◆ **Work item A**
In the passage on positive and negative organizations, condense the paragraph beginning "According to Jane Dutton" into a short bulleted list that keeps its main facts.
◆ **Work item B**
According to the passage on positive and negative organizations, at which university is the Center for Positive Organizations located?
◆ **Work item C**
Write out word for word the part of the passage on positive and negative organizations between "These have been" and "emotion like creativity.", inclusive.

◆ **Passage for review**
These have been hard-earned lessons for me. What is missing from this list? Share your wisdom.

Do You Work For A Positive or Negative Organization?

People often use the word “positive” or “negative” casually to refer to the general feel of a situation, person or organization.   To those of us who are positive psychology practitioners, the word “positive” refer to the focus, emotions and behaviors that are generative and result in productivity, engagement and positive emotion like creativity.

According to Jane Dutton of the Center for Positive Organizations at the University of Michigan, positive organizational scholarship refers to the study of positive psychology or flourishing in the context of organizations. Organizations that help their employees flourish would therefore focus on strengths, engagement, positive emotion, a sense of shared meaning and positive relationships. Managers would help employees to be successful, feel empowered and confident, which ultimately improves performance, worker satisfaction and retention.

I’m not sure whether someone has defined a negative organization. The absence of a positive organization does not necessarily imply that the organization is negative.   Even the presence of negative emotion is not an indicator of a negative organization since negative emotion is part of the normal range of human response and can also be adaptive under certain circumstances. Perhaps if behavior and emotion are on a spectrum or even a bell curve, then the majority of organizations are probably somewhere between what might be defined as a positive and negative organization.

◆ **Provided data**
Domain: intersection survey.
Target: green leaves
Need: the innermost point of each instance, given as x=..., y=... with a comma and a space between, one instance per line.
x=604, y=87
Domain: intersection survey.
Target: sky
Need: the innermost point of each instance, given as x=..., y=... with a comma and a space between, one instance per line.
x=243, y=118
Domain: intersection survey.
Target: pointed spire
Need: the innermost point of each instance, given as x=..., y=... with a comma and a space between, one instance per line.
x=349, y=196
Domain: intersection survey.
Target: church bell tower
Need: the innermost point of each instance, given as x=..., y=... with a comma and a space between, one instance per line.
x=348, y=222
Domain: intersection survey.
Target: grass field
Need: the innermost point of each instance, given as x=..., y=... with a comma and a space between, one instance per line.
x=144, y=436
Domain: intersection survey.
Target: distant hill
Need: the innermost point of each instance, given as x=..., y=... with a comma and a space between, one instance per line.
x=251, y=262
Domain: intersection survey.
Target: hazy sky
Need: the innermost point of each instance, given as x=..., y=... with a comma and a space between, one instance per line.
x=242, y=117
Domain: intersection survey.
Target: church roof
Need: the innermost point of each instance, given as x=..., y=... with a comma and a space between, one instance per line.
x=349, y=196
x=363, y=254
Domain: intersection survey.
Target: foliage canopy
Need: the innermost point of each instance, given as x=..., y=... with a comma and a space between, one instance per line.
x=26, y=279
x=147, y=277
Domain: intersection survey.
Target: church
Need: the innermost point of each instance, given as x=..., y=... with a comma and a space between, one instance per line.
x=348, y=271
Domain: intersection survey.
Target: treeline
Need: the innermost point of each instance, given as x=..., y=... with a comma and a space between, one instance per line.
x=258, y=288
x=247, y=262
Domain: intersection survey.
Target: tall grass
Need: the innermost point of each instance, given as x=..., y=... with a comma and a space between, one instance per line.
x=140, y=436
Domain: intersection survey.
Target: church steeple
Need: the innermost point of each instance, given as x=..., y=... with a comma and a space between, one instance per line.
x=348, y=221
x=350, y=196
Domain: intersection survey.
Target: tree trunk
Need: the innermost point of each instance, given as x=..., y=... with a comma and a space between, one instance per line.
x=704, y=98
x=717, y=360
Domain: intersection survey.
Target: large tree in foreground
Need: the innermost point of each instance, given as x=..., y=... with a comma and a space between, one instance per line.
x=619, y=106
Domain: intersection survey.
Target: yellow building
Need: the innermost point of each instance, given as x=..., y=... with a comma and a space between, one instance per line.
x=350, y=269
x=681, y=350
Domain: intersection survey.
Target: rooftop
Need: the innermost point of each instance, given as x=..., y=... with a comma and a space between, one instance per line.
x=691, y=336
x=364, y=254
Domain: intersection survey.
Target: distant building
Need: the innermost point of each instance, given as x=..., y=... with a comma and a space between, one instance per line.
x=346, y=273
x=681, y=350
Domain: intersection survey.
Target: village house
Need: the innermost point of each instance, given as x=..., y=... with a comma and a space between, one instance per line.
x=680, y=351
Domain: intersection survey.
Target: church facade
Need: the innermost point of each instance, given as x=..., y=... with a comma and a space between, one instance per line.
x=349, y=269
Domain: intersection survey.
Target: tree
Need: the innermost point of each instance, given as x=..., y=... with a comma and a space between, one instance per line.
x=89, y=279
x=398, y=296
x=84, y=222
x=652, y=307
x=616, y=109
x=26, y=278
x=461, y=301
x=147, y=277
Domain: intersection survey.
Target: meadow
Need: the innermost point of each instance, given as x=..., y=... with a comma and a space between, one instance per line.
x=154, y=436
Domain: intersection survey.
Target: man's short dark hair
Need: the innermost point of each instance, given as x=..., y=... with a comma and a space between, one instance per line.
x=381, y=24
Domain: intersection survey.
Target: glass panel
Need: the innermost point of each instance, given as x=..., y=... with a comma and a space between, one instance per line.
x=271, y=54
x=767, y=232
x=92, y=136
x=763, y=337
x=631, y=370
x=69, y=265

◆ **Exercise output A**
- Jane Dutton of the Center for Positive Organizations at the University of Michigan says positive organizational scholarship is the study of positive psychology, or flourishing, in organizations.
- Organizations that help employees flourish focus on strengths, engagement, positive emotion, shared meaning and positive relationships.
- Managers help employees succeed and feel empowered and confident.
- This improves performance, worker satisfaction and retention.

◆ **Exercise output B**
The University of Michigan.

◆ **Exercise output C**
These have been hard-earned lessons for me. What is missing from this list? Share your wisdom.

Do You Work For A Positive or Negative Organization?

People often use the word “positive” or “negative” casually to refer to the general feel of a situation, person or organization.   To those of us who are positive psychology practitioners, the word “positive” refer to the focus, emotions and behaviors that are generative and result in productivity, engagement and positive emotion like creativity.